Required work: Rewrite the listing below as a JSON list of strings, one string per line with blank lines left out, running from its first line up to and including the line with "[0,304,900,647]".

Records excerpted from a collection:
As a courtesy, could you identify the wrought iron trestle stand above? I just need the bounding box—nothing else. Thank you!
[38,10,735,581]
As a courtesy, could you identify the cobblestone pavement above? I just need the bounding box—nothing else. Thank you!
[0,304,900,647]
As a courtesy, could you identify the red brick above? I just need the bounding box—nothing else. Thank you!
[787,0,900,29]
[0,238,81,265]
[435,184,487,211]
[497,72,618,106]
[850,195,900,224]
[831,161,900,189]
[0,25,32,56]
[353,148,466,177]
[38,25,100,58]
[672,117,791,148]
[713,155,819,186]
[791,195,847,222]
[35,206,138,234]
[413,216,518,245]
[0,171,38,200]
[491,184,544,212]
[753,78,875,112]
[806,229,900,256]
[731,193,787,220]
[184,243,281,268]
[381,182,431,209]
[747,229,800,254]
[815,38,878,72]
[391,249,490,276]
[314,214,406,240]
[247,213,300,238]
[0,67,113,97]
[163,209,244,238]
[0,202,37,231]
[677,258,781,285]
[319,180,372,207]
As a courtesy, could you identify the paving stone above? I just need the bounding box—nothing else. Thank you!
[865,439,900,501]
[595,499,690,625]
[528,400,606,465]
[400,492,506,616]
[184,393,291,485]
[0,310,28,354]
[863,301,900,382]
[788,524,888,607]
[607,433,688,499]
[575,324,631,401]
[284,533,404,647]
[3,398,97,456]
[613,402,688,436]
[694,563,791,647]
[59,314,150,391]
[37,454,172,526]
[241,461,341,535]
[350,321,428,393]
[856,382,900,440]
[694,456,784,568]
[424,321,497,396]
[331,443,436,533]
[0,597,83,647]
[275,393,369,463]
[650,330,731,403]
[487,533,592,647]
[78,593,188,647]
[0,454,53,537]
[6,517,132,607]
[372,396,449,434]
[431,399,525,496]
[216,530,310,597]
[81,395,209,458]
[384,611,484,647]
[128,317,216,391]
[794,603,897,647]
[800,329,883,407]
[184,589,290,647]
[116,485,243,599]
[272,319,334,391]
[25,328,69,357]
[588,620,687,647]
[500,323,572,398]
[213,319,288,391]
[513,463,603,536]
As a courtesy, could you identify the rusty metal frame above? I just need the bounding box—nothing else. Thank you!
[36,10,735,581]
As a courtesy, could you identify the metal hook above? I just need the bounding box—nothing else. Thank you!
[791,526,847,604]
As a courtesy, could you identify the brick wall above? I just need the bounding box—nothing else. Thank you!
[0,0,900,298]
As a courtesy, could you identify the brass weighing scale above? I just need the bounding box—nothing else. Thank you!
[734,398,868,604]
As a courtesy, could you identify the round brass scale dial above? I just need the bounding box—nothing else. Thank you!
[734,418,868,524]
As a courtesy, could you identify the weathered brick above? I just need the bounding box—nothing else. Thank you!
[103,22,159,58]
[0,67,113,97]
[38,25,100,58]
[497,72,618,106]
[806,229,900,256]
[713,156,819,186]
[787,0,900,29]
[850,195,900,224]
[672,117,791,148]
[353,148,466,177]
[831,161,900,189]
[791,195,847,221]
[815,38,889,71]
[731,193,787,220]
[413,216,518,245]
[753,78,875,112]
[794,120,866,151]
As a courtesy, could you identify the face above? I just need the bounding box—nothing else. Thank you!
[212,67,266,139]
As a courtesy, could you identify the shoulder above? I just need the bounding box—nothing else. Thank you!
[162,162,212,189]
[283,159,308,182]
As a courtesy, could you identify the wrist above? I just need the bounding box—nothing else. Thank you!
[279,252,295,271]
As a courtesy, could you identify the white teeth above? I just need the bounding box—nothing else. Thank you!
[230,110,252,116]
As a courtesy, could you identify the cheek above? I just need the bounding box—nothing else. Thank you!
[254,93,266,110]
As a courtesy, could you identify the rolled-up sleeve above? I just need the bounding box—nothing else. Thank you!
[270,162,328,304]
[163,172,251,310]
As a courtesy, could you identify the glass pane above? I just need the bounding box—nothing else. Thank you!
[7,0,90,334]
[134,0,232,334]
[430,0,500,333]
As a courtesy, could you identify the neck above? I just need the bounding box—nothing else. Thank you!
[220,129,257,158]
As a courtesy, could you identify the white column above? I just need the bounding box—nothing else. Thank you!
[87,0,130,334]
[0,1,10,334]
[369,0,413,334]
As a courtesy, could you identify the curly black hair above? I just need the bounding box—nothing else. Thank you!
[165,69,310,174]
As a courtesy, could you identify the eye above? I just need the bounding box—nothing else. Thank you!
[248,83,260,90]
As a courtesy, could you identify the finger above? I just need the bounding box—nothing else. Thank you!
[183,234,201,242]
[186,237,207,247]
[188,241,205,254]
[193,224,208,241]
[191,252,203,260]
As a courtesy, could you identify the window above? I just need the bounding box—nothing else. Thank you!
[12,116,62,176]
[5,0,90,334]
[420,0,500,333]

Reply to the task:
[
  "As a courtesy, could you identify the wrought iron trestle stand above? I just need the bounding box—nothing else. Thank you!",
  "[38,10,735,581]",
  "As a courtesy, could you identify the cobblestone pavement above? I just need the bounding box—nothing else. Thank you!",
  "[0,304,900,647]"
]